Activity: Nothing in the data should be left out, so repeat it all exactly.

Task inputs:
____
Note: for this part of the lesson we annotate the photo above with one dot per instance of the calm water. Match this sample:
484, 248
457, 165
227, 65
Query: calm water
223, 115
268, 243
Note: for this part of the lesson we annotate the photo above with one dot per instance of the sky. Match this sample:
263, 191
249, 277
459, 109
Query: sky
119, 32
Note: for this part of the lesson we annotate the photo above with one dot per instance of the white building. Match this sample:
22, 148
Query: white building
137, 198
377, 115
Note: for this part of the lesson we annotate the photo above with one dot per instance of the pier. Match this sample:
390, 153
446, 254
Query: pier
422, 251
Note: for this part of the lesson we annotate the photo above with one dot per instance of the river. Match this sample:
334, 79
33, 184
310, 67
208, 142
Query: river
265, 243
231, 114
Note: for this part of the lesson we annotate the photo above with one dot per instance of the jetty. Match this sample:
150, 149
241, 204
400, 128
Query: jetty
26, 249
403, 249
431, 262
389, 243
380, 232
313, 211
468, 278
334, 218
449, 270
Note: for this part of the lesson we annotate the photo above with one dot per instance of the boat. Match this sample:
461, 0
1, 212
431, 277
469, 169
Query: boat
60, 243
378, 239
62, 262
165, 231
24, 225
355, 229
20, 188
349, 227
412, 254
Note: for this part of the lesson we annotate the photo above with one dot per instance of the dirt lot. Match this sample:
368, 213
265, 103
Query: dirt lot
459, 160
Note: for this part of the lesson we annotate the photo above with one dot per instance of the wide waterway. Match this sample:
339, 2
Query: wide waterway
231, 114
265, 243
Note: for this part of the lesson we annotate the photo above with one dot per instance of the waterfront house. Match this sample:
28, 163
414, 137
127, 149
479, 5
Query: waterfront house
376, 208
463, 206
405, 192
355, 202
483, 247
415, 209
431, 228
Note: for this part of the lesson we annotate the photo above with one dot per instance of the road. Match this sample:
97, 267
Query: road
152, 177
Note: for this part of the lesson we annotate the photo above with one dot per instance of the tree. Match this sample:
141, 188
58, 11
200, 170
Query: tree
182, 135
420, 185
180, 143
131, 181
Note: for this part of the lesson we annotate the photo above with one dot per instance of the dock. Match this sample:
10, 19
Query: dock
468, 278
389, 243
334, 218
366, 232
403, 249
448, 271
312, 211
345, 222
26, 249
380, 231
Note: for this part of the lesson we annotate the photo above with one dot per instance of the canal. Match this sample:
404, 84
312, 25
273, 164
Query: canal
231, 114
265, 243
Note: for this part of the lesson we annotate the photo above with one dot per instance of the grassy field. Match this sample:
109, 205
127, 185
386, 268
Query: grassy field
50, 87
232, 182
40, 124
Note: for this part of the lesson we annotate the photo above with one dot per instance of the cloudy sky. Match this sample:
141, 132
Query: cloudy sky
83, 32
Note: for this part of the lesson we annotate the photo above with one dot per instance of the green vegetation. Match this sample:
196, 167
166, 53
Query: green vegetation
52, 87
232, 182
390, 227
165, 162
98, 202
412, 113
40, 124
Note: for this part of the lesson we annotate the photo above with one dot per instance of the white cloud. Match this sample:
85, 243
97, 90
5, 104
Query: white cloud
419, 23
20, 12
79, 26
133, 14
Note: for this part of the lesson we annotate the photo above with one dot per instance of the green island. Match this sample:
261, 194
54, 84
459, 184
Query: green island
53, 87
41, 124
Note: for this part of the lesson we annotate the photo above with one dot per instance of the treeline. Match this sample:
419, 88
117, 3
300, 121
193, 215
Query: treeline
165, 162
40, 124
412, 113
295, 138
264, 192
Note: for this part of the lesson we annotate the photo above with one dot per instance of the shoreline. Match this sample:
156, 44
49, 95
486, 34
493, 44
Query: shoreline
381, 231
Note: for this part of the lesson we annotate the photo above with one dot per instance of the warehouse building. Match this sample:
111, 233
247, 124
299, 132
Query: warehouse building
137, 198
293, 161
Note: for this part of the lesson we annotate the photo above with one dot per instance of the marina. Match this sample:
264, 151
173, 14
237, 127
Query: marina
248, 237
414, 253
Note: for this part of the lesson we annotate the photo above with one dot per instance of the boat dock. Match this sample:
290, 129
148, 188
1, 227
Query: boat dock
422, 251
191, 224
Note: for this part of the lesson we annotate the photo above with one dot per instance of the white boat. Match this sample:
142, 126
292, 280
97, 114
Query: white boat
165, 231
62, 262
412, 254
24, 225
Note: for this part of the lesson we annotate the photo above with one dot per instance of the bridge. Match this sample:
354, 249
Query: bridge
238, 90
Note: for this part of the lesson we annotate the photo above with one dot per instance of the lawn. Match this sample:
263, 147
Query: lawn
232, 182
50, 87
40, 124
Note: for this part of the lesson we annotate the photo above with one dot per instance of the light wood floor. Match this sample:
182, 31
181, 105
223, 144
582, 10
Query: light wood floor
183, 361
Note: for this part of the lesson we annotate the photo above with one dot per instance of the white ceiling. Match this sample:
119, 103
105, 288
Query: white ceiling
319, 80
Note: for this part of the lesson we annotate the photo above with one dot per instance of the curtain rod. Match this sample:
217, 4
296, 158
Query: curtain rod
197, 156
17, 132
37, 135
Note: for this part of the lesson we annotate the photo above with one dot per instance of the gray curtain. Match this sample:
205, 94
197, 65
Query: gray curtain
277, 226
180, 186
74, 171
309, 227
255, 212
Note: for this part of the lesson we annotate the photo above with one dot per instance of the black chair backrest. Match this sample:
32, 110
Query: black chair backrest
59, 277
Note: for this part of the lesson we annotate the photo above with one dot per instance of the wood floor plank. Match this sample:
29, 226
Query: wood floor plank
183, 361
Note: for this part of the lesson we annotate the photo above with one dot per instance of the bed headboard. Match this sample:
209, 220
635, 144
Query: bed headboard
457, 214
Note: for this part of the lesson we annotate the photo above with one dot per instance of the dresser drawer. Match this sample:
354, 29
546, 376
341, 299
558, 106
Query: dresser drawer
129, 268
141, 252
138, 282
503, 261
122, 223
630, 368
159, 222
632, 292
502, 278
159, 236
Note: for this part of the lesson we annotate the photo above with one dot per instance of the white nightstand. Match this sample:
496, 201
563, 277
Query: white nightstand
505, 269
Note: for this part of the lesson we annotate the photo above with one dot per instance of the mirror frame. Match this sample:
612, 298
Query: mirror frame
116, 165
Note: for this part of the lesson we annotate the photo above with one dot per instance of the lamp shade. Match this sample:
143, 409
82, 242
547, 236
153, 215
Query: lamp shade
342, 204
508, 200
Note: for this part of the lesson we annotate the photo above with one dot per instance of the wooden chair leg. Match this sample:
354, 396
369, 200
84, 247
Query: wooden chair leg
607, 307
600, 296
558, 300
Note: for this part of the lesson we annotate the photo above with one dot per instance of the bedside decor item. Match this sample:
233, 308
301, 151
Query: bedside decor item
____
Result below:
Note: for this part of the lesson we annotate the photo above with one dot per instance of the calm water. Match this sample:
484, 248
457, 165
227, 65
Query: calm water
223, 115
268, 243
Note: for this part of the lesson we annotate the photo above with one dot per instance of the sky. Match this sample:
263, 191
249, 277
459, 109
Query: sky
119, 32
Note: for this part of the lesson we annotate the photo above with one dot per instance of the white building. Match this sample:
22, 148
Query: white building
137, 198
377, 115
Note: for this part of the lesson we annotate the photo above with one dot per instance of the pier. Match this sample:
390, 153
446, 254
Query: pier
422, 251
Note: for this part of the lesson we annotate the photo above with one dot per instance of the river. Match this sample:
334, 79
33, 184
310, 67
208, 142
Query: river
265, 243
231, 114
Note: for this part of the lesson we annotate the photo above with one dot per instance of the jetty. Match this sample:
150, 149
241, 204
400, 128
Query: jetty
26, 249
403, 249
431, 262
389, 243
380, 232
313, 211
468, 278
334, 218
449, 270
Note: for this part of the lesson we annotate the photo above with one dot per instance of the boat. Match this sample:
461, 0
1, 212
431, 277
469, 169
Query: boat
60, 243
378, 239
62, 262
165, 231
24, 225
355, 229
20, 188
349, 227
412, 254
Note: for this part of the lesson we annotate the photo above with one dot per instance of the dirt lot. Match this sample:
368, 213
265, 103
Query: dirt lot
459, 160
Note: for this part of the lesson we annotate the photo above with one dot per instance of the wide waterway. Match this sample:
339, 2
Query: wide waterway
231, 114
265, 243
Note: for this part of the lesson we annotate the photo above with one dot per instance of the waterfront house. Match this sample:
28, 163
414, 137
127, 149
479, 5
Query: waterfront house
376, 208
463, 206
405, 192
355, 202
483, 247
415, 209
431, 228
Note: for this part of the lesson we annotate the photo above with one dot per instance of the road. Match this sample:
97, 267
Query: road
152, 177
Note: for this part of the lesson we annotate the photo above with one dot per instance of the tree. Match this sample:
141, 188
58, 11
200, 170
Query: tree
182, 135
420, 185
180, 143
131, 181
Note: for this part of the lesson we annotate the photo above with one dot per instance of the dock. Match this sample:
10, 19
Query: dock
468, 278
389, 243
334, 218
366, 232
403, 249
448, 271
312, 211
345, 222
26, 249
380, 231
Note: for this part of the lesson we annotate the photo above with one dot per instance of the canal. Match this sample:
404, 84
312, 25
273, 164
Query: canal
231, 114
265, 243
Note: for this part of the lesson we annotate the photo above with one dot per instance of the grassy field. Match this sample:
109, 205
127, 185
386, 268
Query: grassy field
50, 87
232, 182
40, 124
Note: for this part of the lesson we annotate the photo above with one dot per instance of the cloudy sky. Match this sample:
141, 132
Query: cloudy sky
83, 32
Note: for this part of the lesson we annotate the photo above with one dot per instance of the green vegetation. Match this sample:
196, 167
166, 53
Query: green vegetation
52, 87
232, 182
390, 227
165, 162
98, 202
412, 113
40, 124
Note: for this part of the lesson we annotate the photo above with one dot per instance of the white cloud. Match this sample:
85, 243
97, 90
5, 104
Query: white cloud
419, 23
20, 12
79, 26
133, 14
Note: for this part of the lesson we annotate the photo above with one dot per instance of the green island. Match this sample:
261, 194
54, 84
459, 184
Query: green island
53, 87
41, 124
Note: for this part of the lesson we annotate the photo above with one dot per instance of the treeline. Match this sample:
419, 88
117, 3
300, 121
193, 215
Query: treeline
165, 162
40, 124
412, 113
295, 138
264, 192
Note: for this part of the lesson we annotate the photo above with one dot per instance of the shoreline. Match this sample:
156, 44
49, 95
486, 34
493, 44
Query: shoreline
381, 231
Note: for this part of the lesson we annotate the photo above with one dot per instance of the warehouse building. Match this sample:
111, 233
247, 124
299, 132
Query: warehouse building
137, 198
293, 161
Note: for this part of the lesson we annotate the photo above with one dot per instance of the marina. Match this sample:
264, 151
173, 14
237, 127
Query: marina
248, 237
414, 253
Note: for this part of the lesson we annotate the photo above with one dot per instance of the boat dock. Match this sample:
290, 129
148, 188
1, 227
Query: boat dock
422, 251
191, 224
Note: for this part of the lesson we annotate the photo above with one dot per instance of the white boat. Match this sample:
142, 126
292, 280
97, 114
Query: white boat
165, 231
62, 262
412, 254
24, 225
Note: for this part of the lesson we annotate the photo above with one dot per instance of the bridge. Match this sample:
354, 249
Query: bridge
238, 90
Note: for this part of the lesson we annotate the photo above with one dot per instance of the lawn. Match this sample:
263, 147
Query: lawn
232, 182
50, 87
40, 124
Note: for this part of the lesson we annotate the photo above with one dot per instance of the light wood floor. Match this sample:
182, 31
181, 105
223, 144
582, 10
Query: light wood floor
183, 361
Note: for this part of the lesson we annotate the photo above with one dot per instance of the white ceiling. Match this sample:
119, 103
105, 288
Query: white ceiling
319, 80
Note: for this part of the lesson we annotate the photo above with one dot per instance of the curtain rod. Match this sample:
217, 4
296, 158
Query: curtain rod
197, 156
17, 132
37, 135
Note: for this part of the lesson we annotate the photo above with one dot per instance of the gray curtain. Match this sample:
205, 94
197, 65
Query: gray curtain
277, 226
180, 186
74, 171
309, 227
255, 212
Note: for this part of the lesson we annotate the photo above with one dot per instance of the black chair backrest. Match this sample:
32, 110
Query: black chair backrest
59, 277
Note: for this part of the lesson we annotate the photo above with one dot per instance of the wood floor plank. Match this sample:
29, 226
Query: wood floor plank
183, 361
Note: for this part of the lesson we annotate the photo above with one dot per instance of the bed headboard. Match this sample:
209, 220
635, 144
Query: bed headboard
457, 214
Note: for this part of the lesson we annotate the photo above with one dot per instance of the dresser drawer. Match this sample:
354, 29
546, 376
341, 299
558, 106
Query: dresser drawer
129, 268
141, 252
138, 282
503, 261
122, 223
630, 368
159, 222
632, 292
502, 278
159, 236
Note: for this part of the lesson we annotate the photo above with one dot per instance of the white nightstand. Match this sample:
496, 201
563, 277
Query: white nightstand
505, 269
Note: for this part of the lesson we annotate the photo above with one dot per instance of the mirror frame. Match this sample:
612, 298
Query: mirror frame
116, 165
Note: for this part of the lesson we annotate the photo above with one dot per instance of the lamp shade. Match this sample:
143, 409
82, 242
547, 236
153, 215
Query: lamp shade
342, 204
508, 200
Note: for this part of the lesson we annotate the photo above with one dot per instance of the wooden chair leg. Match this sample:
354, 396
369, 200
84, 247
Query: wooden chair leg
607, 307
600, 296
558, 300
Note: for this part of the lesson we annotate the photo above with one dot per instance of the bedside decor item. Match this sample:
233, 308
301, 151
Query: bedside decor item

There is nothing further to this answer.